_TASK PROMPT:_ Search the entries below for "Target" and copy each matching line.

_SUPPLIED MATERIAL:_
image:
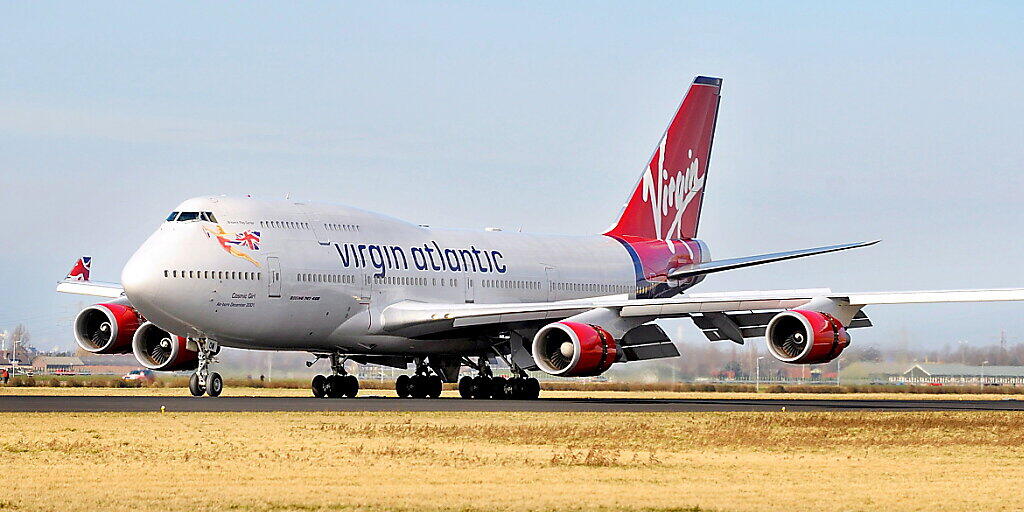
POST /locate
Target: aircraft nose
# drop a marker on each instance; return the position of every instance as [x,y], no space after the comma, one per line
[140,275]
[137,276]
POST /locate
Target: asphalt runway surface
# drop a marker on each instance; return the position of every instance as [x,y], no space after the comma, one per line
[26,403]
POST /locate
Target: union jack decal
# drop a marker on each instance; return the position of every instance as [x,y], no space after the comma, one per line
[230,242]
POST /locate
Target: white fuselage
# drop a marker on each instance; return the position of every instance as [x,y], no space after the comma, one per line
[288,275]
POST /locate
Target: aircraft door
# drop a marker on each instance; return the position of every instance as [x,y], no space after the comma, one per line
[273,276]
[552,275]
[470,285]
[317,226]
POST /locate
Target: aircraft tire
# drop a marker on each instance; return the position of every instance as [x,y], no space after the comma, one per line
[317,386]
[481,387]
[532,389]
[466,387]
[401,386]
[333,386]
[434,386]
[498,388]
[214,384]
[195,387]
[351,385]
[418,386]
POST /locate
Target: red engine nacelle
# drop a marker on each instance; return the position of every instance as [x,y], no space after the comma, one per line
[806,337]
[158,349]
[573,349]
[107,328]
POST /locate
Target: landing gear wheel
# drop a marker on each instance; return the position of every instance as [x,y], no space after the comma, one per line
[333,386]
[498,388]
[418,386]
[195,386]
[214,384]
[466,387]
[434,386]
[481,387]
[401,386]
[532,388]
[317,386]
[351,385]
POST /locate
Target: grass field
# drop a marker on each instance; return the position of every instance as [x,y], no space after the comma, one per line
[257,391]
[515,462]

_EXERCISE SOLUTION:_
Target: aircraft nose
Target: asphalt runway surface
Target: union jack decal
Target: white fuselage
Target: aircraft door
Target: aircraft tire
Target: red engine nacelle
Target: landing gear wheel
Target: grass field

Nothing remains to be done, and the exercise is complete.